(Document section)
The Faculty of Science turns 50 years old as a space for discovery, creativity and scientific advancement. The centre was created at a time of expansion for university studies, acknowledging the role of science as a driver of social change. The Faculty’s first degree programmes and departments laid the foundations for a diverse, multidisciplinary and constantly evolving academic community.
The exhibition shows how heritage and research have gone hand in hand over the past fifty years, as the Faculty generated knowledge as well as a material, human and symbolic memory that is part of the history of the University of Alicante.
Laboratory instruments that were employed in the Faculty’s early teaching and research activity, collections, scientific preparations and learning materials, maps and publications – all of them help us understand how the study of the various scientific disciplines has evolved. This is not an exercise in nostalgia: it is the basis for everything else.
The exhibition showcases this tangible heritage while providing an overview of key events in the Faculty’s fifty-year history, with the introduction of new degree programmes to meet emerging social needs; research promotion, allowing well-established research groups at the UA to achieve national and international recognition; research collaborations and transfer, acting as a bridge between the University, companies and citizens. In other words, the Faculty is a place for all those who contribute to the advancement of science.
(End Document section)
● Problems to work on
a) In the Faculty of Science anniversary text, what does the exhibition show has gone hand in hand over the past fifty years?
b) Extend the Faculty of Science anniversary text with a further passage that picks up after its final sentence.
(Provided records)
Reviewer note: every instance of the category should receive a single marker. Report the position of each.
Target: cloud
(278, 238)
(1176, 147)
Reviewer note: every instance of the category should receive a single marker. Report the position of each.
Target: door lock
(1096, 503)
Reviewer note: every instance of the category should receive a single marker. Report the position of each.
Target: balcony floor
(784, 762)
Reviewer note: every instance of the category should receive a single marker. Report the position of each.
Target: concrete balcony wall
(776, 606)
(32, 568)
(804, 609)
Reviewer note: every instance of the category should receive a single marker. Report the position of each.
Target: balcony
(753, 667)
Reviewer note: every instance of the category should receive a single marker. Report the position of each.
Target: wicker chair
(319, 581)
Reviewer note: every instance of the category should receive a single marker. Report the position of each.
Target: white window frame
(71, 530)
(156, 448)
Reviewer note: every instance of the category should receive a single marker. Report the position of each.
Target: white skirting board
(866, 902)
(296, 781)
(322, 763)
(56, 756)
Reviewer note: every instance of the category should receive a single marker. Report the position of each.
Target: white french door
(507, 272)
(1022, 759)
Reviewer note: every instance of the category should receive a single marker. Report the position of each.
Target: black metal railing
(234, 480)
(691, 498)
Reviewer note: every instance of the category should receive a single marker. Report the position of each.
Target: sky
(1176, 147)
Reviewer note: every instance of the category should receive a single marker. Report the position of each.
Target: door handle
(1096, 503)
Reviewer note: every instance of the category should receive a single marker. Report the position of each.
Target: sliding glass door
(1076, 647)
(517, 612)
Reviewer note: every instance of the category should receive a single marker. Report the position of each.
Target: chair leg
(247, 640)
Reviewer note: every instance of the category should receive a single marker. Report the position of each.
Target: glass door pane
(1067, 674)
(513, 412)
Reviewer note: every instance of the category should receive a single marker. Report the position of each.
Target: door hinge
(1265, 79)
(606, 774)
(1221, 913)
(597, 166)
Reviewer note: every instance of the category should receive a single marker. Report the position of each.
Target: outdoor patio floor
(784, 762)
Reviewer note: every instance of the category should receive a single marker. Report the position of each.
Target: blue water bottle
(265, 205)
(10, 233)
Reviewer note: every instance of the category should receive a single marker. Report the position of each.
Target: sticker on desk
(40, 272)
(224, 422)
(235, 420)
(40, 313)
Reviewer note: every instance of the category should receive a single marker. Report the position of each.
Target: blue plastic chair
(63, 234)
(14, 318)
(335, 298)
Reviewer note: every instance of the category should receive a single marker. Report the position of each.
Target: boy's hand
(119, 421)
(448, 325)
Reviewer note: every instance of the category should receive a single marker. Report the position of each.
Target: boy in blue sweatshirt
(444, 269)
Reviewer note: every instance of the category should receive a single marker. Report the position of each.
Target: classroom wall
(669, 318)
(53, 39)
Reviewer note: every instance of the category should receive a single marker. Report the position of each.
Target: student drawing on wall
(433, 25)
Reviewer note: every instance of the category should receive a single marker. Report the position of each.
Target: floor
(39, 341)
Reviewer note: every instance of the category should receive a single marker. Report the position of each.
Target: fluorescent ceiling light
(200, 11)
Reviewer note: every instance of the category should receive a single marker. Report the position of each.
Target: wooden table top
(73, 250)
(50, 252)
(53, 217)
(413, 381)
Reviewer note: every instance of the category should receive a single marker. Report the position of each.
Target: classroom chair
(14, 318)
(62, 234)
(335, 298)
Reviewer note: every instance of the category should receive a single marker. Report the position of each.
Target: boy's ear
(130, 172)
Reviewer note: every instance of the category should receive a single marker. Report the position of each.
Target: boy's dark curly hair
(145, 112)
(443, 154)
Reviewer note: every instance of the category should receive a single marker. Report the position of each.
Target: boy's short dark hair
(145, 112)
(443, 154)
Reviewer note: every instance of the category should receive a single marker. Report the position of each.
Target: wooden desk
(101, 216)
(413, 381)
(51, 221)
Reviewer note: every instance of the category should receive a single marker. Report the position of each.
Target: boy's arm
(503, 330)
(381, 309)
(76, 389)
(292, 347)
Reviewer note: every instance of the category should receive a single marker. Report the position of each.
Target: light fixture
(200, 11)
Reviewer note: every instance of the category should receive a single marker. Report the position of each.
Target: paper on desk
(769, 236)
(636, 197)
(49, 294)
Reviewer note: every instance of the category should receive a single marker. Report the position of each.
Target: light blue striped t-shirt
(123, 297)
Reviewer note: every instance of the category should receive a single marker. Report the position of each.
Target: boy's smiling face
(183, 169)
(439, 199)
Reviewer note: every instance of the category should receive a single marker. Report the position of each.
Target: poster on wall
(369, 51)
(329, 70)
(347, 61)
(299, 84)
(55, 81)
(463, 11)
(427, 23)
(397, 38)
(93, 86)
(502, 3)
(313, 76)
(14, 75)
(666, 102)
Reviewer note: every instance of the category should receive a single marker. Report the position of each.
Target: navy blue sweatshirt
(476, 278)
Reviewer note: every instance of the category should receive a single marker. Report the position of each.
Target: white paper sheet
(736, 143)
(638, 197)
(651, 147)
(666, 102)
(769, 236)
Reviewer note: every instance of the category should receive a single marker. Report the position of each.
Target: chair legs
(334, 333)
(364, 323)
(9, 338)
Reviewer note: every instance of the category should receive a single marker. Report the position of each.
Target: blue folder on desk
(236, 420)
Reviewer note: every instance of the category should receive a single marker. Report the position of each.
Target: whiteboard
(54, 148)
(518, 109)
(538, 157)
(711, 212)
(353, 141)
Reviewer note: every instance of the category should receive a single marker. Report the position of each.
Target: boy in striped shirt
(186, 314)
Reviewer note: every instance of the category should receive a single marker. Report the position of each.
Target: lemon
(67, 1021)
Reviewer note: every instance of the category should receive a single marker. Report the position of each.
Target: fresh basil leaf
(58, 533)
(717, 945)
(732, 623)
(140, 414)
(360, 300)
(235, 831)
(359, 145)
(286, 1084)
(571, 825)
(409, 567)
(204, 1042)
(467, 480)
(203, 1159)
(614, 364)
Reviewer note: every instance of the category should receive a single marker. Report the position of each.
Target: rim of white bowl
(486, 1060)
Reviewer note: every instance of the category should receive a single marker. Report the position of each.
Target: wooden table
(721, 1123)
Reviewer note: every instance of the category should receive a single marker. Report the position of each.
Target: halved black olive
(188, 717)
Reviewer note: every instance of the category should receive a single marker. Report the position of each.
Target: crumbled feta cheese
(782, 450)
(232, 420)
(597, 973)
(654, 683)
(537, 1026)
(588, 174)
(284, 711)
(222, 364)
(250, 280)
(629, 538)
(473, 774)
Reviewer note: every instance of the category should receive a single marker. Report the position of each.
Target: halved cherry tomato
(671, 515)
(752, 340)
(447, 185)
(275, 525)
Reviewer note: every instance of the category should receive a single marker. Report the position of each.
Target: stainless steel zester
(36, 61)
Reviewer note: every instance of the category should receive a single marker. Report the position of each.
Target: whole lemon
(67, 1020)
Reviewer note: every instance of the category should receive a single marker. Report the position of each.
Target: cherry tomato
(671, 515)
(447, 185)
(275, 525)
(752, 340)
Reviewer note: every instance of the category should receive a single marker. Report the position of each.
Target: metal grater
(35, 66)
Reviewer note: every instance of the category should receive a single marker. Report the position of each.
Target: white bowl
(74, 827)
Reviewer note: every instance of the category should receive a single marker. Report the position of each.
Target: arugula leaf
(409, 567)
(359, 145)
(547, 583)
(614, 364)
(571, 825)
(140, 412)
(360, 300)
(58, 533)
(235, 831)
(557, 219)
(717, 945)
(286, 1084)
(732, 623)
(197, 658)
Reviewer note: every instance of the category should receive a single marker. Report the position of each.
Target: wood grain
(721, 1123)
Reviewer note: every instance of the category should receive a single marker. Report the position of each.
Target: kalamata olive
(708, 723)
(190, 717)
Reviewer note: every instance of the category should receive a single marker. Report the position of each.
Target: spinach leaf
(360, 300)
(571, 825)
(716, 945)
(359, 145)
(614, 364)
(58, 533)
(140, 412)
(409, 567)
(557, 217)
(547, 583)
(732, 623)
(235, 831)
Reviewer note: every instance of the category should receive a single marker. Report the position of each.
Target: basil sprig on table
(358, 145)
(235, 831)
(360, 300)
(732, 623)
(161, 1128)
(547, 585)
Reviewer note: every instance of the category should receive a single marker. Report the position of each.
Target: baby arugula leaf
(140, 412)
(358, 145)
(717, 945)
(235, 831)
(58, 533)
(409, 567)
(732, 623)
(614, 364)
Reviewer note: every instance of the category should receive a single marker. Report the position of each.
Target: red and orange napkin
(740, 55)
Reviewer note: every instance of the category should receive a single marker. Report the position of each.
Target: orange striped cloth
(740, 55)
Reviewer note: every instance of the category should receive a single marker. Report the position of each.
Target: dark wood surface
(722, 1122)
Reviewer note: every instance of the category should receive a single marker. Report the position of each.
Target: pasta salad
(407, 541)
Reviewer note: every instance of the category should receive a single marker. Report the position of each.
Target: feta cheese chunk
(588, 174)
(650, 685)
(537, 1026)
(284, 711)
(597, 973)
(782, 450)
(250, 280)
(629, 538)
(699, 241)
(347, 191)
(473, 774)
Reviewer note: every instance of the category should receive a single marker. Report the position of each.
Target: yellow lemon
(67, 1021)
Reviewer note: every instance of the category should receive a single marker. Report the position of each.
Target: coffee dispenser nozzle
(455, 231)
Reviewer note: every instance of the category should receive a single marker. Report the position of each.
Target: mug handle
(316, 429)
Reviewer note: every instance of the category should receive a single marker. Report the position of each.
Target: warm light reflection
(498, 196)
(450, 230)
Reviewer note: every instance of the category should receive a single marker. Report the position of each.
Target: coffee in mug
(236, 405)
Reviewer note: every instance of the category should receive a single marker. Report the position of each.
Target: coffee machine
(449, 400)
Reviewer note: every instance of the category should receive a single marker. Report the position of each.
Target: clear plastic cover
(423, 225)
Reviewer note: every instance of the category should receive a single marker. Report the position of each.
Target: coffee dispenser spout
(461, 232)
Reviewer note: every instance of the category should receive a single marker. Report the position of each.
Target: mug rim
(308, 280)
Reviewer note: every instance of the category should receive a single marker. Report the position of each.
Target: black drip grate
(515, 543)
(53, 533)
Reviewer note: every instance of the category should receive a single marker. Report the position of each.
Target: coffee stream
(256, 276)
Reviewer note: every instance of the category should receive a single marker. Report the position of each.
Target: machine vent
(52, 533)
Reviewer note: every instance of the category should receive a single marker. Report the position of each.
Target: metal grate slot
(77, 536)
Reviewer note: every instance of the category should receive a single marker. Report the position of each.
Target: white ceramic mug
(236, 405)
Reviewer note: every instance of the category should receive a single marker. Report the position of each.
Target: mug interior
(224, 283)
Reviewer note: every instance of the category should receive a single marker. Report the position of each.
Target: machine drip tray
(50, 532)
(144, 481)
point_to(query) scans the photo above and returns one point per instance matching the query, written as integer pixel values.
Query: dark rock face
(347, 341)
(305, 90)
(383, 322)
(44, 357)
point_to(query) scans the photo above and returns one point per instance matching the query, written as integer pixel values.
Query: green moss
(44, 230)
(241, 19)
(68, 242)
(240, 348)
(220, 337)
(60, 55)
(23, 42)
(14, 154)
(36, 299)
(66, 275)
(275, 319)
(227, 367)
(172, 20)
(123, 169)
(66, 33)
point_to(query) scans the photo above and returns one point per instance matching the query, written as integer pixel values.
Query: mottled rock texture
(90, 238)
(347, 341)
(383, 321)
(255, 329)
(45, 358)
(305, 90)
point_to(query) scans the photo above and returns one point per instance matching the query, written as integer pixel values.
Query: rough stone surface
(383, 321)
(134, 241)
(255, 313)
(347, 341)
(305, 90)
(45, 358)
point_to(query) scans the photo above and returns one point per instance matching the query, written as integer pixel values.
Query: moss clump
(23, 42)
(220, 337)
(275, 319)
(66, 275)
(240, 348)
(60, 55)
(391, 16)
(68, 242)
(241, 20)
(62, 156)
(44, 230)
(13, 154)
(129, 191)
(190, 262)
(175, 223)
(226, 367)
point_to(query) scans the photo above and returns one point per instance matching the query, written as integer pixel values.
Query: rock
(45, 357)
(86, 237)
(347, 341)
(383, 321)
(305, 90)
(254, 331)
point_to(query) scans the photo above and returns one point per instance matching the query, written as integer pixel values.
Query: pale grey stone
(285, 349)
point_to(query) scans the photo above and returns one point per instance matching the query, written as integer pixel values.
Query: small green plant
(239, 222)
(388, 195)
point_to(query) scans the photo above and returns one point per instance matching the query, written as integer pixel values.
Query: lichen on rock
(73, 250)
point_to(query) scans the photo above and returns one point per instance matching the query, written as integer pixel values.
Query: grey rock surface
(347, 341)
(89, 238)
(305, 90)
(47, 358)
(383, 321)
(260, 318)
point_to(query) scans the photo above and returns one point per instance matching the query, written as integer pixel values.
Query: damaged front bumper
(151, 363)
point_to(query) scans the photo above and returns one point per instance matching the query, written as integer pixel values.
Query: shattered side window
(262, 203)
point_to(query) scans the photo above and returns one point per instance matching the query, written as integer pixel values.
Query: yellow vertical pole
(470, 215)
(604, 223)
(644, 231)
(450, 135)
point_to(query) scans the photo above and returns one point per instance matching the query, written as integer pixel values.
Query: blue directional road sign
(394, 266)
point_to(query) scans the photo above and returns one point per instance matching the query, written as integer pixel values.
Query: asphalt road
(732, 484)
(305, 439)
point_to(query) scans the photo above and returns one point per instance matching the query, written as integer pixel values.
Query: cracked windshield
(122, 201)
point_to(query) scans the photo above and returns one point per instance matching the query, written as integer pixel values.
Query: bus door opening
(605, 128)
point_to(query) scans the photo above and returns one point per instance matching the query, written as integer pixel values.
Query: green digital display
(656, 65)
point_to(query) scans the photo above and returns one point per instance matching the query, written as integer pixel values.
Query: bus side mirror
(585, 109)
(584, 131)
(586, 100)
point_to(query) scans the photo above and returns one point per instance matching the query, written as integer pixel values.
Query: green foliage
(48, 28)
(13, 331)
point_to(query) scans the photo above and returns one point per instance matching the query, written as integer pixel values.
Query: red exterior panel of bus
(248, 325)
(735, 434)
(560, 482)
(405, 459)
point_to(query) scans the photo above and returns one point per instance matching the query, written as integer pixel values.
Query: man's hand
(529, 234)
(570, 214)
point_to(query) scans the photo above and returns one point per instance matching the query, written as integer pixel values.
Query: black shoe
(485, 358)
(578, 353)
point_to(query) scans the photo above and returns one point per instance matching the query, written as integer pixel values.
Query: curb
(End Provided records)
● Answers for the tasks
a) Heritage and research

b)
But this is also the 50th anniversary of a community of lecturers, researchers, technicians, students and administrative staff. The exhibition would not have been possible without the involvement of Faculty Dean Magdalena García Irles and the departments of Environmental Sciences and Natural Resources; Earth and Environmental Sciences; Optics, Pharmacology and Anatomy; Analytical Chemistry, Nutrition and Bromatology; Organic Chemistry; Physical Chemistry; Biotechnology; Marine Science and Applied Biology; Mathematics; and Applied Physics.
The exhibition makes us realise that scientific heritage is not static; in fact, it could be described as a living entity in constant dialogue with current research. The heritage passed on to us includes tools that were once state-of-the-art – likewise, the lines of research we pursue today will be our legacy to future generations.